(DATA SECTION)

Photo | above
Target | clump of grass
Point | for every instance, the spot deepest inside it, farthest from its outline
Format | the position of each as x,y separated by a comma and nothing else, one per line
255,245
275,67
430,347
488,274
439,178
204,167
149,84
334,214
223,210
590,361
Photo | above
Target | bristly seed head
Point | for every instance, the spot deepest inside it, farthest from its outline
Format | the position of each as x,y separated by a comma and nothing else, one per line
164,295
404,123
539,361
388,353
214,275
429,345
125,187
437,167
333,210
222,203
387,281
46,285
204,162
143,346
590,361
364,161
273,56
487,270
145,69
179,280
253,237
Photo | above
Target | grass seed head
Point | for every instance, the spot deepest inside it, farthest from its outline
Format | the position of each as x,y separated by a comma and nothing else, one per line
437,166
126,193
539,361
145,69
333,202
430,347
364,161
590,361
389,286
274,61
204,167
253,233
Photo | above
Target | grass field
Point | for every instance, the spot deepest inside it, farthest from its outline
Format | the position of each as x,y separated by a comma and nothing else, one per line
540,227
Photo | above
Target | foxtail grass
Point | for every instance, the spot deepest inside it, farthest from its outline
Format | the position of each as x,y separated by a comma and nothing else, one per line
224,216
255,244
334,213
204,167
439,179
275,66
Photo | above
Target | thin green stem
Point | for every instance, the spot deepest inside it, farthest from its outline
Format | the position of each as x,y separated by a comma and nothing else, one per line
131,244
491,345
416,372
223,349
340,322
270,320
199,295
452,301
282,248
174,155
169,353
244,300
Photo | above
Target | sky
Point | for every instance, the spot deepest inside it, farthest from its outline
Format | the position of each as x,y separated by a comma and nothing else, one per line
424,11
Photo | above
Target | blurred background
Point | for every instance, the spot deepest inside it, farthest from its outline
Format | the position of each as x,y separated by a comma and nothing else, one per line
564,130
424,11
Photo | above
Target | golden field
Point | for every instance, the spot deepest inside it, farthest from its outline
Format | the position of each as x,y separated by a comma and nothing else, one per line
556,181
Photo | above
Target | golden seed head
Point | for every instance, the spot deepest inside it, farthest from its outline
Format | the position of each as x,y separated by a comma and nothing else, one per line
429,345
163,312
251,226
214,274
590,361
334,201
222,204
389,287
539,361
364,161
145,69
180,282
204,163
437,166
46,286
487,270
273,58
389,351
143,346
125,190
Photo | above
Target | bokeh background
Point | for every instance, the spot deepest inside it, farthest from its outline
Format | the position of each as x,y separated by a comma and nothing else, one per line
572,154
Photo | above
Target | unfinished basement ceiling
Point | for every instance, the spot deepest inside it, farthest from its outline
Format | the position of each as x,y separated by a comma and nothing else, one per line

(End DATA SECTION)

[DESCRIPTION OF THE TASK]
From the data above, report how many lines hold the word "head", answering with the number by itself.

[ANSWER SECTION]
3